(TASK DIRECTIONS) Write out all of the data below again, word for word, but leave the pictures out.

(INPUT ROWS)
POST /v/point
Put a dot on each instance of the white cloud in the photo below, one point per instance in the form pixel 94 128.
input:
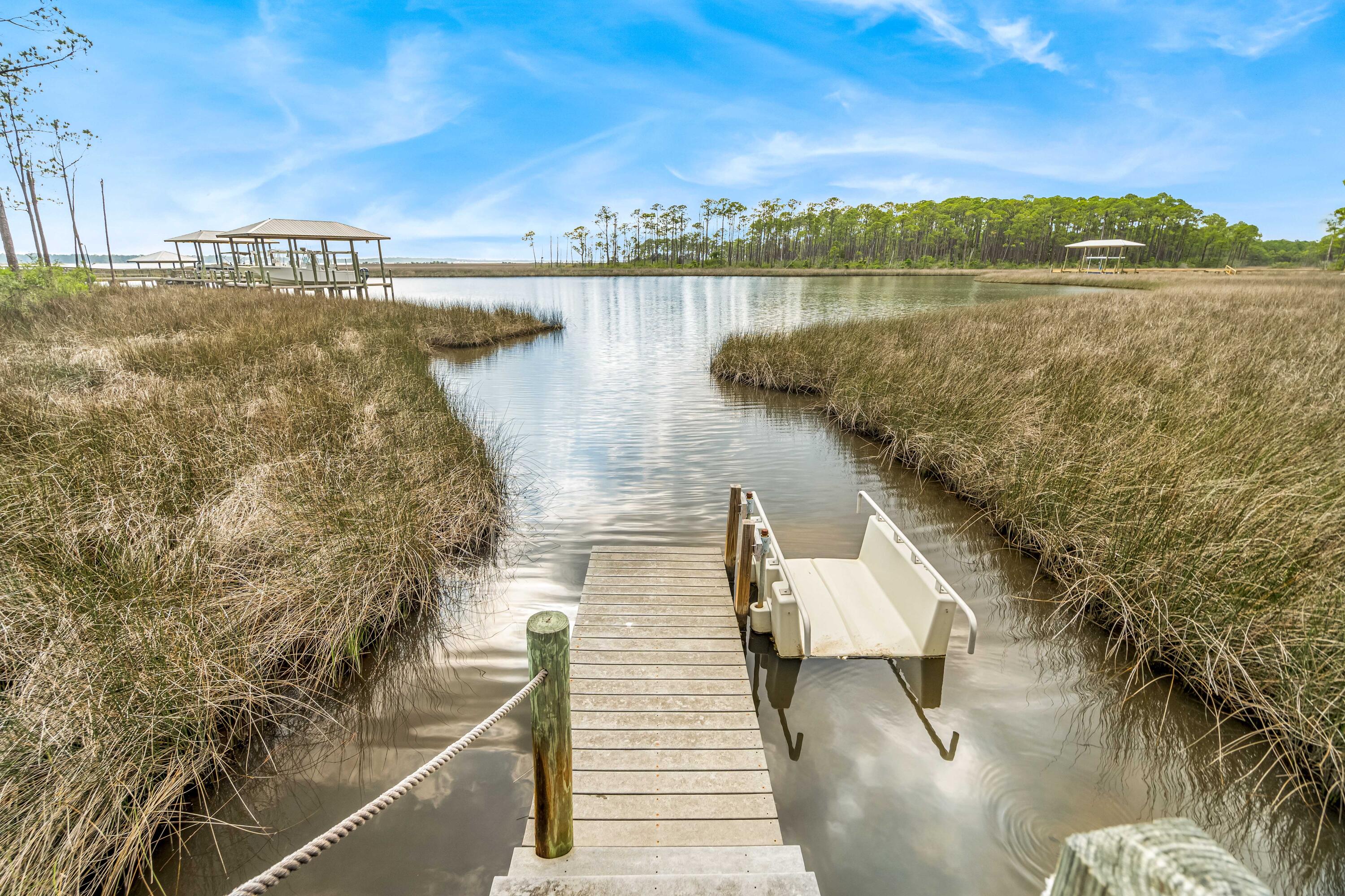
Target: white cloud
pixel 1249 30
pixel 1152 152
pixel 1021 43
pixel 931 13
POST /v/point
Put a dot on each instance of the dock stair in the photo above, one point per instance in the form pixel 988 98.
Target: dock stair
pixel 672 794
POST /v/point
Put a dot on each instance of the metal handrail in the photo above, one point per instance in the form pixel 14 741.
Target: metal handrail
pixel 945 589
pixel 789 580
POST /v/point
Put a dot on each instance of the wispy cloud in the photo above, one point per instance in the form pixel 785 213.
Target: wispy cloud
pixel 903 187
pixel 1021 43
pixel 1249 30
pixel 931 13
pixel 1156 154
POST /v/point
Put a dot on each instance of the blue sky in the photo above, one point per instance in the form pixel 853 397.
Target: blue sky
pixel 456 127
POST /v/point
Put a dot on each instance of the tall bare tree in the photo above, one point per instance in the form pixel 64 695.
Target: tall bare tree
pixel 43 42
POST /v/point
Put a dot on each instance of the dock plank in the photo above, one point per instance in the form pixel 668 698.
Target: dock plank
pixel 672 806
pixel 661 597
pixel 635 671
pixel 650 657
pixel 693 645
pixel 728 633
pixel 664 703
pixel 670 771
pixel 668 739
pixel 740 832
pixel 661 720
pixel 721 614
pixel 670 759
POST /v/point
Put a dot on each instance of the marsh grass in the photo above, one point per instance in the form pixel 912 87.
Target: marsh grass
pixel 212 505
pixel 1176 458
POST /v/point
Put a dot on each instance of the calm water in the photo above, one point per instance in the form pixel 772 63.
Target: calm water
pixel 622 436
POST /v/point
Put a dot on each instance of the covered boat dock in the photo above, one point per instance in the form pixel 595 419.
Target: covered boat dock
pixel 1099 256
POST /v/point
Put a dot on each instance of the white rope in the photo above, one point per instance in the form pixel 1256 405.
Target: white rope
pixel 314 848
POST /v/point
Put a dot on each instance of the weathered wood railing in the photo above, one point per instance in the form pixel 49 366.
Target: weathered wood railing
pixel 553 763
pixel 1171 856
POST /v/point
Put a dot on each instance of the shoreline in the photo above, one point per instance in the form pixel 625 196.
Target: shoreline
pixel 1067 472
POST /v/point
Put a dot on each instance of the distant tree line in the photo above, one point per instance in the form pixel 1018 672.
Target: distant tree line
pixel 963 232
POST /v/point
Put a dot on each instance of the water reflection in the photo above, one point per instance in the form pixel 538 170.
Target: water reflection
pixel 782 675
pixel 623 437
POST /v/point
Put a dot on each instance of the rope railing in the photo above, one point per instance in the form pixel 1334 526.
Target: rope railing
pixel 314 848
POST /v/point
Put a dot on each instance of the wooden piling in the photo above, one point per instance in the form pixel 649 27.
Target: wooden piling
pixel 743 575
pixel 731 536
pixel 553 786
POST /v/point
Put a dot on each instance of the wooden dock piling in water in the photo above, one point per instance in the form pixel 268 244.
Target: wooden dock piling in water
pixel 672 789
pixel 549 649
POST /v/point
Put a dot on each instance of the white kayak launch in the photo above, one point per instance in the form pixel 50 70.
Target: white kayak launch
pixel 887 603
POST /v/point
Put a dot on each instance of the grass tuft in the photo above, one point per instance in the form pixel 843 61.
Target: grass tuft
pixel 212 505
pixel 1176 458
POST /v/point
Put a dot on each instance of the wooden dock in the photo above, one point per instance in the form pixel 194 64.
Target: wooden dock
pixel 672 789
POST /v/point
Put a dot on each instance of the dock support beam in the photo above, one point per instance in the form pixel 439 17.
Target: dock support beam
pixel 553 782
pixel 1165 856
pixel 731 536
pixel 743 574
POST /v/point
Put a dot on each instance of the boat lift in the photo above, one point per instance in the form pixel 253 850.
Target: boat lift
pixel 888 603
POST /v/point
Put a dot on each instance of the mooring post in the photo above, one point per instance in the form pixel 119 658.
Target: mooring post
pixel 731 536
pixel 553 785
pixel 743 574
pixel 1164 856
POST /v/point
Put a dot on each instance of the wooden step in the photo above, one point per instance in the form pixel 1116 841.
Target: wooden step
pixel 651 860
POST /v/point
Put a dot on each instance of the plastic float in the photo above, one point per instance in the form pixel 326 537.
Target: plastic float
pixel 885 603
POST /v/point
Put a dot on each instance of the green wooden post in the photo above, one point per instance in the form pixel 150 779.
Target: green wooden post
pixel 549 649
pixel 731 536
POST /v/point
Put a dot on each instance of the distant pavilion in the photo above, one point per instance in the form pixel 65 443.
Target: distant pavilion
pixel 158 260
pixel 1098 256
pixel 283 253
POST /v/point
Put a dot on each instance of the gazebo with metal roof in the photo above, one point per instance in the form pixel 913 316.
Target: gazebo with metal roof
pixel 321 269
pixel 1107 261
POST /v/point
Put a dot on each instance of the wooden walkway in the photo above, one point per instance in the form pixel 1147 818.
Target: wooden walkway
pixel 672 790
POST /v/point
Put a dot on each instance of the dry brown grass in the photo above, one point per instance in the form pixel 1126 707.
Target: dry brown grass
pixel 212 505
pixel 1176 458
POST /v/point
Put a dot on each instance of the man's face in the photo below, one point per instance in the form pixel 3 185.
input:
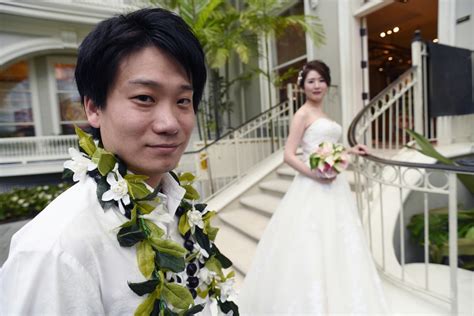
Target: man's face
pixel 149 115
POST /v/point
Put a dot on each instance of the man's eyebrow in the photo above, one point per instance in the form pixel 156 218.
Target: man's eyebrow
pixel 155 84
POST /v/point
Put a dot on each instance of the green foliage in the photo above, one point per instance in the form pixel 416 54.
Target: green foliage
pixel 27 202
pixel 225 31
pixel 177 295
pixel 426 148
pixel 438 233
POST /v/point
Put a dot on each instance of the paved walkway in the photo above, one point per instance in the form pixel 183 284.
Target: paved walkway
pixel 6 233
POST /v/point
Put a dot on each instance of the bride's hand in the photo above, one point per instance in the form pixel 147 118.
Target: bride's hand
pixel 359 149
pixel 315 176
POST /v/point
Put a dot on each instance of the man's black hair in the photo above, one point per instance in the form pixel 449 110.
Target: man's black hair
pixel 114 39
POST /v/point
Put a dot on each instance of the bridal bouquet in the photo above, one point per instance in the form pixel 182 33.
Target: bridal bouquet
pixel 329 160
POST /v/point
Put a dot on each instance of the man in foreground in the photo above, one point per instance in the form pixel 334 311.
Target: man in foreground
pixel 125 239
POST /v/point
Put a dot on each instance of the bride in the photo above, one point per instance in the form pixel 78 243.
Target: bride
pixel 313 258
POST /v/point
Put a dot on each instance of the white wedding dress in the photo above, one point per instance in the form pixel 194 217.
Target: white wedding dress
pixel 313 258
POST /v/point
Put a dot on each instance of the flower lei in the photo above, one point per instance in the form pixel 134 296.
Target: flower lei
pixel 176 275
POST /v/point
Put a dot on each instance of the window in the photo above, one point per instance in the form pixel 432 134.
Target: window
pixel 71 111
pixel 16 114
pixel 290 50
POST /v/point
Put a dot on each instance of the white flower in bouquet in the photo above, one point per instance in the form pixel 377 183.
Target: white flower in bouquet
pixel 329 160
pixel 79 164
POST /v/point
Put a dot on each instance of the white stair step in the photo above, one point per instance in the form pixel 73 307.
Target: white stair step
pixel 237 247
pixel 264 203
pixel 287 171
pixel 246 221
pixel 279 186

(SOLUTION TO THIS TASK)
POST /v/point
Put a dot on each instance of the white cloud in the photo below, one point per instance in the form pixel 94 128.
input:
Target: white cloud
pixel 1249 30
pixel 1152 152
pixel 1021 43
pixel 931 13
POST /v/point
Put a dot on each instance of the dock stair in the photo above, one point per instance in the form pixel 988 98.
Target: dock stair
pixel 672 794
POST /v/point
Put a dot on each instance of the metal handrail in the photo above, one point per instance in the form pixel 14 741.
Target: metal handrail
pixel 945 589
pixel 789 580
POST /v/point
Put a dot on each instance of the wispy cloud in the photo above, one point per instance in the form pixel 785 213.
Target: wispy cloud
pixel 903 187
pixel 1021 43
pixel 1249 30
pixel 931 13
pixel 1156 154
POST /v/point
Put a dot on each instance of the blue sky in the photo above, one point per instance in the form pixel 853 397.
Target: blue sky
pixel 456 127
POST /v/point
Put a dot on each instance of the tall bare tree in the photo above, one point per instance in the form pixel 64 695.
Target: tall bare tree
pixel 43 42
POST /v/point
Put a dot on each instance of the dock plank in the photo above, one point per instance in the form pixel 668 698.
Target: dock plank
pixel 672 806
pixel 661 597
pixel 635 671
pixel 650 657
pixel 693 645
pixel 728 633
pixel 664 703
pixel 670 771
pixel 668 739
pixel 740 832
pixel 661 720
pixel 721 614
pixel 670 759
POST /v/point
Put a dot on each instance of the marsh grass in the photo above, one point per instance in the form pixel 912 87.
Target: marsh grass
pixel 212 505
pixel 1176 458
POST /v/point
Put a dot on each instance of the calm water in the photo above, one point per instance in the form pixel 772 63.
Target: calm water
pixel 622 436
POST /v/point
Put a dot on each instance of the covered boat dock in the photo above, one point per instance in the form pixel 595 419.
Target: covered boat dock
pixel 1099 256
POST /v/point
Put a dot on each instance of the white rope in the photo above, one point per instance in the form pixel 1256 405.
Target: white rope
pixel 314 848
POST /v/point
Put a dot on each instance of the weathered wood railing in the photo above, one point per instance in the form pixel 49 366.
Target: weathered wood railing
pixel 553 763
pixel 1171 856
POST /v/point
Put a dot on each instance of the shoreline in the photo above, one point per instance in the form pixel 625 196.
Target: shoreline
pixel 1067 472
POST /v/point
Put a dot on each instance of the distant tree line in the photo above, one point per instance in the form pixel 1018 672.
Target: distant tree line
pixel 963 232
POST /v/point
Put a dot on each instance of the water reflection in the photo above, one point per instance in the form pixel 538 170.
Target: water reflection
pixel 782 675
pixel 623 437
POST /v/point
Put a dot on each instance of the rope railing in the photo above, one point per instance in the form pixel 1334 526.
Target: rope railing
pixel 314 848
POST /v/point
Put a dot on each instance of the wooden piling in the photo above, one point per instance in the form pixel 649 27.
Target: wooden piling
pixel 743 575
pixel 731 536
pixel 553 786
POST /v/point
Put a dot on each instance of the wooden dock piling in water in the photo above, one point per instance in the form pixel 268 244.
Target: wooden dock piling in water
pixel 672 789
pixel 549 649
POST /v/point
Put a dot on each instance of the white kayak launch in the photo above, one point per instance in the form pixel 50 70.
Target: white kayak launch
pixel 887 603
POST /v/point
Put a dot on each instance of the grass tuft in the photo above, one point per instance in the form pixel 843 61.
Target: grass tuft
pixel 212 505
pixel 1176 458
POST /v/point
Put a dot on each instance of the wooden dock in the photo above, one point per instance in the form pixel 194 64.
Target: wooden dock
pixel 672 789
POST /v/point
Put a dot on each instance of the dock support beam in the photo above, one point per instance in the form pixel 439 17.
Target: dock support beam
pixel 553 782
pixel 1165 856
pixel 731 536
pixel 743 574
POST /v/point
Put a dot on each instance of the boat lift in the photo above, one point per instance in the form pixel 253 850.
Target: boat lift
pixel 888 603
POST /v/point
Put a dot on each instance of the mooring post in the photo above, one point per instance in the form pixel 119 658.
Target: mooring post
pixel 731 536
pixel 553 785
pixel 743 574
pixel 1164 856
POST /v/point
Put a dot on each instance of the wooden step in the photo above, one point per instance in the form pixel 1116 841.
Target: wooden step
pixel 651 860
POST /v/point
Put a dot on each instance of the plastic float in the photo above, one point per instance in the form pixel 326 537.
Target: plastic float
pixel 885 603
POST /v/point
Put a dot on each instance of the green wooden post in the photo above, one point per instance in the form pixel 150 779.
Target: green wooden post
pixel 549 649
pixel 731 536
POST /v/point
Put a dot on each instance of the distant pavilion in the photo above, one point per instance in the form pixel 65 443.
Target: distant pavilion
pixel 158 260
pixel 1098 256
pixel 283 253
POST /v/point
Put a dot on each instance of the gazebo with metal roof in the photo above, one point per instance in the form pixel 913 316.
Target: gazebo with metal roof
pixel 321 269
pixel 1107 261
POST /v/point
Put a dot on each instance of the wooden walkway in the photo above, one point per instance in the form pixel 1147 818.
Target: wooden walkway
pixel 672 790
POST /v/point
Put a dot on each instance of the dry brown grass in the photo above, one point per instance in the form pixel 1126 707.
Target: dry brown grass
pixel 212 505
pixel 1176 458
POST /v/point
Put a dot on each instance of the man's face in the photo below, one point per instance in the form pixel 3 185.
input:
Target: man's face
pixel 149 115
POST /v/point
Put a dot on each instance of the man's eyebrow in the photo above, one point per instance in the form pixel 156 218.
Target: man's eyebrow
pixel 155 84
POST /v/point
Put a dot on each instance of the green foliage in the photo above, one point per instance in the form pixel 416 54.
Target: green foliage
pixel 27 202
pixel 225 31
pixel 177 295
pixel 426 148
pixel 438 233
POST /v/point
Put a dot on each instance of the paved walkway in the photo above, one point per instance in the form pixel 183 284.
Target: paved walkway
pixel 6 233
POST /v/point
Put a dot on each instance of the bride's hand in the photo above, one point per instance in the form pixel 147 118.
Target: bride's hand
pixel 359 149
pixel 315 176
POST /v/point
Put a dot on each instance of the man's black hair in the photo above, one point per instance in the form pixel 449 110.
Target: man's black hair
pixel 114 39
POST /v/point
Put a dot on each instance of the bridal bouquet in the photo above, one point per instance in the form pixel 182 33.
Target: bridal bouquet
pixel 329 160
POST /v/point
Put a dot on each instance of the man in foreground in the photo above, one point per instance in the form pixel 334 311.
Target: man in foreground
pixel 125 239
POST /v/point
Put a dot on each instance of the bride in the photo above, one point per instance in the form pixel 78 243.
Target: bride
pixel 313 258
POST /v/point
Put a dot on each instance of the white wedding dress in the photo above, one point per instance in the form pixel 194 217.
Target: white wedding dress
pixel 313 258
POST /v/point
Put a dot on each instance of the flower lei in the photo above, one point per instance in the form pixel 134 296.
Target: flower lei
pixel 176 275
POST /v/point
Put a dot on each instance of the window in the photo above, one point per instance in the form pixel 432 134.
Target: window
pixel 71 111
pixel 16 114
pixel 290 50
POST /v/point
Put a dot on each instance of the white flower in bouquet in the photo above, one point per instance in the form pixel 377 183.
Target: white flower in bouquet
pixel 329 160
pixel 79 164
POST /v/point
Put a dot on each instance of the white stair step in the photo above, one point per instance in the form pixel 73 307.
Target: white stair step
pixel 237 247
pixel 264 203
pixel 287 171
pixel 246 221
pixel 279 186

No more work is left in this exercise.